- Opening Delimiter -

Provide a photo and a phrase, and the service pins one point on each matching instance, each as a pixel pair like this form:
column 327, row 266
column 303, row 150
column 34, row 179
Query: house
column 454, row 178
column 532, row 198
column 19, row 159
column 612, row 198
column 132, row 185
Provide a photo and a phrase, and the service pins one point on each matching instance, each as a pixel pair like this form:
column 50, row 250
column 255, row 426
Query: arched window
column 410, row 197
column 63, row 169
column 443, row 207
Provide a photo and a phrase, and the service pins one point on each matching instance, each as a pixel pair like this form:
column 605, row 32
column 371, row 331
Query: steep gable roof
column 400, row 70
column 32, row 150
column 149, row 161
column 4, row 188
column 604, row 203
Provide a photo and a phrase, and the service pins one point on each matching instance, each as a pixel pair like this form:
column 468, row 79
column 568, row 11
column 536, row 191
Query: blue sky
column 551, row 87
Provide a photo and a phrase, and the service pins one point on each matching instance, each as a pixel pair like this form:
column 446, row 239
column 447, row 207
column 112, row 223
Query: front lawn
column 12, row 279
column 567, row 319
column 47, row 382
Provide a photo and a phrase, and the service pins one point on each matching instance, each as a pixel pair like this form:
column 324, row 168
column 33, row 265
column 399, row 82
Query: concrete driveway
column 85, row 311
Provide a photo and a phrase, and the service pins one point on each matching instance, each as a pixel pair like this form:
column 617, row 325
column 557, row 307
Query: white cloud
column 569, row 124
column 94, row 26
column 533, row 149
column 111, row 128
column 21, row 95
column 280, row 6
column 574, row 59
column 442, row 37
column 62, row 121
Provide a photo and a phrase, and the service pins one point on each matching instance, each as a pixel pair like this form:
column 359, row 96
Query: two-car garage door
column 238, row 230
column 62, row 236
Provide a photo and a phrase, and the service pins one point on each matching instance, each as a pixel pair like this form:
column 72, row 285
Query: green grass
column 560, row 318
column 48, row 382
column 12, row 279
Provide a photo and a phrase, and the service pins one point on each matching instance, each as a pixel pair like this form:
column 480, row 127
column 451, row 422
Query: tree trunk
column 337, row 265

- Closing Delimiter -

EXERCISE DETAILS: Every word in the records must appear in your copy exactly as it does above.

SOLUTION:
Provide a photo and a phrase, and the service pins one point on each matching instance, each as a pixel pair like this form:
column 327, row 266
column 303, row 150
column 34, row 179
Query: house
column 454, row 178
column 532, row 198
column 19, row 159
column 612, row 198
column 132, row 185
Provide a photo and a phrase, and the service pins one point on each matching instance, each as a pixel pair like this form:
column 50, row 250
column 255, row 426
Query: arched window
column 410, row 197
column 63, row 169
column 443, row 207
Provide a photo and a phrase, and the service pins one point on each matching instance, each as a pixel pair like this form:
column 605, row 32
column 371, row 331
Query: steep gable roof
column 400, row 70
column 32, row 150
column 149, row 161
column 4, row 188
column 604, row 203
Provide a photo and a phrase, and the service pins one point on each matching instance, each as a pixel pair like this form:
column 468, row 79
column 568, row 11
column 536, row 191
Query: blue sky
column 551, row 87
Provide a photo and a phrase, and the service pins one point on each matching instance, each as a pixel pair like this form:
column 446, row 239
column 447, row 207
column 112, row 223
Query: front lawn
column 12, row 279
column 567, row 319
column 47, row 382
Provide a photo and a phrase, and the service pins one point on each matching instance, each as a pixel pair like this form:
column 324, row 168
column 33, row 265
column 399, row 82
Query: concrete driveway
column 85, row 311
Provide a photo and a phrase, and the service pins one point on each matching instance, each as a pixel pair like this form:
column 617, row 325
column 557, row 307
Query: white cloud
column 569, row 124
column 94, row 26
column 533, row 149
column 111, row 128
column 21, row 95
column 280, row 6
column 574, row 59
column 442, row 37
column 62, row 121
Provide a photo and a phrase, and the service pins one point on each matching instance, each as a pixel pair like this form:
column 359, row 96
Query: two-car garage door
column 238, row 230
column 62, row 236
Provide a photo and a phrase, and the service pins one point on each matching instance, each as a pixel pair like this form:
column 72, row 285
Query: green grass
column 560, row 318
column 48, row 382
column 12, row 279
Provide a photo and a phrase, and the service pins one point on each matching instance, each as a pixel pair like this form:
column 480, row 127
column 451, row 422
Query: tree trunk
column 337, row 265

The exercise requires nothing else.